Instructions to follow:
Check each line of the material below, and copy it if it holds the string "water".

Supplied material:

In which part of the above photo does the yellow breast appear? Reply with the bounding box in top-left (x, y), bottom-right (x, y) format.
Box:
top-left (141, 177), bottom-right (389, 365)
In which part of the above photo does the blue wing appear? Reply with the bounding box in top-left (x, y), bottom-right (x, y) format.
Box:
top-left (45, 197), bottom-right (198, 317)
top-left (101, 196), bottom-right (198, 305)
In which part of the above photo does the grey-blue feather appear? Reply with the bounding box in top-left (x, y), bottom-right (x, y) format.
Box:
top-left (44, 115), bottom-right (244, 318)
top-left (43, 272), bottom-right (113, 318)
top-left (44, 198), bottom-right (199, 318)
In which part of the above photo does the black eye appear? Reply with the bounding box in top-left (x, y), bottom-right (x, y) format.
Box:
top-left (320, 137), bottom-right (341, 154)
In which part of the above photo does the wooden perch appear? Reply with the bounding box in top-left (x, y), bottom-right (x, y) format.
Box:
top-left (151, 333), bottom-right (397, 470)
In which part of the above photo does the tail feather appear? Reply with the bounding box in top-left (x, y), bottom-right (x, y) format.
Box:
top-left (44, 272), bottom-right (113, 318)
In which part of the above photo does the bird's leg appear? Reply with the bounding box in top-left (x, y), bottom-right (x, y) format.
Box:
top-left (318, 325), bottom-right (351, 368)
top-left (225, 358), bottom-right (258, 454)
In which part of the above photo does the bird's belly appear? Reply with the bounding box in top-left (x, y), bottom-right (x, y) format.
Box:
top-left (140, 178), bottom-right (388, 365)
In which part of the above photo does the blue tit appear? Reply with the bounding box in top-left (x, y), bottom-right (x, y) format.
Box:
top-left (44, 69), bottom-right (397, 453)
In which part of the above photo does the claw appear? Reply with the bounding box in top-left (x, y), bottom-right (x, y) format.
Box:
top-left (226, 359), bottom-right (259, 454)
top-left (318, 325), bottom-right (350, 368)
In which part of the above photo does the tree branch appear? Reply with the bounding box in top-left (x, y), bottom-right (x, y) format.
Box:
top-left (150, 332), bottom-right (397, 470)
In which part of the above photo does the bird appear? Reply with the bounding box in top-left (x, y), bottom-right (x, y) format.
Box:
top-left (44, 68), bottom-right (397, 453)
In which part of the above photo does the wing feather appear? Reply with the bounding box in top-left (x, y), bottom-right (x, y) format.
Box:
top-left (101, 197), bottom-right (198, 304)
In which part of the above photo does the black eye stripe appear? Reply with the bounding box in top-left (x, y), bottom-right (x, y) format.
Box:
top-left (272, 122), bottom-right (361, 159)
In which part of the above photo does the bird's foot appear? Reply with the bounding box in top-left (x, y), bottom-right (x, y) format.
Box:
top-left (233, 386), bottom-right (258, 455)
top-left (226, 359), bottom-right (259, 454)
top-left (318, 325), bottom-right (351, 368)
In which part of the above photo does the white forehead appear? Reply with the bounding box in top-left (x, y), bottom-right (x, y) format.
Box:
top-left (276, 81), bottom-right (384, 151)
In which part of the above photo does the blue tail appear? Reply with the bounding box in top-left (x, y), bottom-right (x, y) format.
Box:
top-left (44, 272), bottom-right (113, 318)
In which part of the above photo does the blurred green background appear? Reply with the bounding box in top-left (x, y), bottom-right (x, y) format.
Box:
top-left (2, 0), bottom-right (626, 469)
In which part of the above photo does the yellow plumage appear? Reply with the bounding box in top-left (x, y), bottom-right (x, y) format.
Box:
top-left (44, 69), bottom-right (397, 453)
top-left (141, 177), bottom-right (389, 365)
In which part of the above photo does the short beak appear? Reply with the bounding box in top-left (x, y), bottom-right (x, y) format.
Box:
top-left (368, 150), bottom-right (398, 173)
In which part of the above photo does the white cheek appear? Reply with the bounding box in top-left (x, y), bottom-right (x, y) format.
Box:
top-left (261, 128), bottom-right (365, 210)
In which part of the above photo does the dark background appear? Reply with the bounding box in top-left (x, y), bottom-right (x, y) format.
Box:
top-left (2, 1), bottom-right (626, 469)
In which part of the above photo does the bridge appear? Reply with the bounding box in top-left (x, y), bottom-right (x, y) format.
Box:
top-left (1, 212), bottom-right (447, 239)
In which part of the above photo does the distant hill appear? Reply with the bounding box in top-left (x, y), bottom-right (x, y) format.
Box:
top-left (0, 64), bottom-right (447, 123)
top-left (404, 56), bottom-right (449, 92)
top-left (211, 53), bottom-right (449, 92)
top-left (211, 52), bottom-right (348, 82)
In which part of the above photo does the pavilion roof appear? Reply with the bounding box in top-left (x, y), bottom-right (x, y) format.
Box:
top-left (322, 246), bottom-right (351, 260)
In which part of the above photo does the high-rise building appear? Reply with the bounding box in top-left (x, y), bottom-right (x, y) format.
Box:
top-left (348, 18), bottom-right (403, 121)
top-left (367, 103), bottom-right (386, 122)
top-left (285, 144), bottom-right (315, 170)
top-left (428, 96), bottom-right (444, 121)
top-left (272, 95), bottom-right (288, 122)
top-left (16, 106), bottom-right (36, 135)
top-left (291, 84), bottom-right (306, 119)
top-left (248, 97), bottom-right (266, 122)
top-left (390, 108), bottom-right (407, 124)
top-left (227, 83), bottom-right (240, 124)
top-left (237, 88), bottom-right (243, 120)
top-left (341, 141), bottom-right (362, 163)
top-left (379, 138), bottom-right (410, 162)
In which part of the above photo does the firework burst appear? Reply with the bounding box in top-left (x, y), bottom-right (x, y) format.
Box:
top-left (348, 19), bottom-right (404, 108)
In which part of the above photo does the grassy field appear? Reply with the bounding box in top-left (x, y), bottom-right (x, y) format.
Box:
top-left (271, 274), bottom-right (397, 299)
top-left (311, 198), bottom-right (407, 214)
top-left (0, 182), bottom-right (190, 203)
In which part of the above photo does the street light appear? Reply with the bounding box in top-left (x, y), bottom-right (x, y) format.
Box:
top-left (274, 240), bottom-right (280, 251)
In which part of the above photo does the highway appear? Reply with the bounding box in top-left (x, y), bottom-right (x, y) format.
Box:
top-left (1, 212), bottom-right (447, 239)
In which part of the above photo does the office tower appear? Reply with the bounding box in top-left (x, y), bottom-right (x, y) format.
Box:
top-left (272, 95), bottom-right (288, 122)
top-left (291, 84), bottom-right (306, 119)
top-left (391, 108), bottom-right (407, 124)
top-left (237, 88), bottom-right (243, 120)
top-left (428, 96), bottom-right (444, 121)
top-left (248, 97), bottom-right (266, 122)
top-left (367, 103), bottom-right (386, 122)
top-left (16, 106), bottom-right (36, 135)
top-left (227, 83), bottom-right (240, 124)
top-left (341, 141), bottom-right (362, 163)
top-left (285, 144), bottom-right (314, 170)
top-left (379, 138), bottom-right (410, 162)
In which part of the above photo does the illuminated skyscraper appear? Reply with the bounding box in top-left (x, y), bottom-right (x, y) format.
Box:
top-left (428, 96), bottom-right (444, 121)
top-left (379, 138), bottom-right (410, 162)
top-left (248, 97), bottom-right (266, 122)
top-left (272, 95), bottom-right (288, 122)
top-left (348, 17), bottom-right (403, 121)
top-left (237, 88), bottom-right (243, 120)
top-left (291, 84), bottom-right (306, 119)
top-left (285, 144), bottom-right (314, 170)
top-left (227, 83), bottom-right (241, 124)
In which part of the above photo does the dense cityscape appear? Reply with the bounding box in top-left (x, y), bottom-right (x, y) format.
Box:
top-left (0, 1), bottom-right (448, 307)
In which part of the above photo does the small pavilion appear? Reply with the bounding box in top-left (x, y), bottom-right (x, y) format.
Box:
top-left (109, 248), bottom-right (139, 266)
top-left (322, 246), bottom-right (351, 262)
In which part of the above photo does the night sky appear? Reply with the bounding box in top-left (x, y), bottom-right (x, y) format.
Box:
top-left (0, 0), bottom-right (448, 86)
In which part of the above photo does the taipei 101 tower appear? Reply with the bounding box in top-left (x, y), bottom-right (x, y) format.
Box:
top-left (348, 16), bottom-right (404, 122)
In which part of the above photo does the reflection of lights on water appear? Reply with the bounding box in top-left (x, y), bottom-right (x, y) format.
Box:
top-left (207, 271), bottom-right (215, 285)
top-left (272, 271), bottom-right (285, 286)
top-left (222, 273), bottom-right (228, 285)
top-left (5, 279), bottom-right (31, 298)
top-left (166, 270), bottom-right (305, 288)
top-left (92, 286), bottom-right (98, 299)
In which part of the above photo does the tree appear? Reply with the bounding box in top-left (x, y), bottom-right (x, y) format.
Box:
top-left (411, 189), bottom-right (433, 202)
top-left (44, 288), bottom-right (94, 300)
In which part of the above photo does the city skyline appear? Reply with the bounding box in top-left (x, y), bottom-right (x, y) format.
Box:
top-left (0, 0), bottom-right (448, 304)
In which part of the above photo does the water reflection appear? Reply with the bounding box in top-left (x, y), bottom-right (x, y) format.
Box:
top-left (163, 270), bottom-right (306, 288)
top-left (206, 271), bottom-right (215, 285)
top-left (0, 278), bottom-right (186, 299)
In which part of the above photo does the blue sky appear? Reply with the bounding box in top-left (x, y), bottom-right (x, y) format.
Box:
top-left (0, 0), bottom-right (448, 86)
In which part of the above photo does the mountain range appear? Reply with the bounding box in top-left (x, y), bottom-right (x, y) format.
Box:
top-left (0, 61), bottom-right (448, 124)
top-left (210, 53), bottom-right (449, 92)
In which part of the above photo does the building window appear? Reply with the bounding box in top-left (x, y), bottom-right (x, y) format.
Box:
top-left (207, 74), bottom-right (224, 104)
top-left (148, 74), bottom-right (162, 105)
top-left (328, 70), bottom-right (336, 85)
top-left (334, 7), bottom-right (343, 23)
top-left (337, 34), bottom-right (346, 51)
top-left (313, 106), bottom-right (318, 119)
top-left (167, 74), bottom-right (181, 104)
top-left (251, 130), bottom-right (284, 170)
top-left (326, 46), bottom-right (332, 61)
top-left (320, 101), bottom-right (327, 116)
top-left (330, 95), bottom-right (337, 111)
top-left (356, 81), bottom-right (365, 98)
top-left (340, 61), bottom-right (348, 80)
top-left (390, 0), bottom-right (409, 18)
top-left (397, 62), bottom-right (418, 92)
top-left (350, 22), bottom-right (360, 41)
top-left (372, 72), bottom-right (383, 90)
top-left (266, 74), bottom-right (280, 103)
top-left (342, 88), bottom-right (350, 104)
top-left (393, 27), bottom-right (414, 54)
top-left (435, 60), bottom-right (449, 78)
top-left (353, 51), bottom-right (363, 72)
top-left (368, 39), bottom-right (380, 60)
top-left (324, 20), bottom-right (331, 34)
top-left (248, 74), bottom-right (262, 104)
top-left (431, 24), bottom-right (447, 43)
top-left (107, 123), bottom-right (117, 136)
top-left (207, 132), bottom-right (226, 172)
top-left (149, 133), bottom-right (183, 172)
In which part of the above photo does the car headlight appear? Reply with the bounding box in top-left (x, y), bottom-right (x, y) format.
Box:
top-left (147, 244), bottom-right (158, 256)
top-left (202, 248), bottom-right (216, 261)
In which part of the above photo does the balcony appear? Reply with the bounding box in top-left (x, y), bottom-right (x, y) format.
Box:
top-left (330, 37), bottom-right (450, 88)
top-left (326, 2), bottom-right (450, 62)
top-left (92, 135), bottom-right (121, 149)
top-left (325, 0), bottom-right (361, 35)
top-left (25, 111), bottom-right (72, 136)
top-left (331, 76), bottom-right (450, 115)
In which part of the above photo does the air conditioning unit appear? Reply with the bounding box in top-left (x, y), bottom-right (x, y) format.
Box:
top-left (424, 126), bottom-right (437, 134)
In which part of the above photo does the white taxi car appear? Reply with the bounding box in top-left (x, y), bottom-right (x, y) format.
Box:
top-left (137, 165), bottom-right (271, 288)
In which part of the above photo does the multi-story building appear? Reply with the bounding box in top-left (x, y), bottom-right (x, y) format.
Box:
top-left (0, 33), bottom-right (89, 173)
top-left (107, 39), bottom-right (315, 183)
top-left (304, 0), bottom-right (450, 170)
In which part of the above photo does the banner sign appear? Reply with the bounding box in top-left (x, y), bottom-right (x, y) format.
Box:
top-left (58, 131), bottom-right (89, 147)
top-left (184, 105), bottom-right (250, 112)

Problem solution:
In which part of the above photo does the reflection of lights on water appear? Reply with the bounding box in top-left (x, y), bottom-right (x, y) format.
In which part of the above photo does the water reflection appear? Reply with the bounding box in top-left (x, y), bottom-right (x, y) format.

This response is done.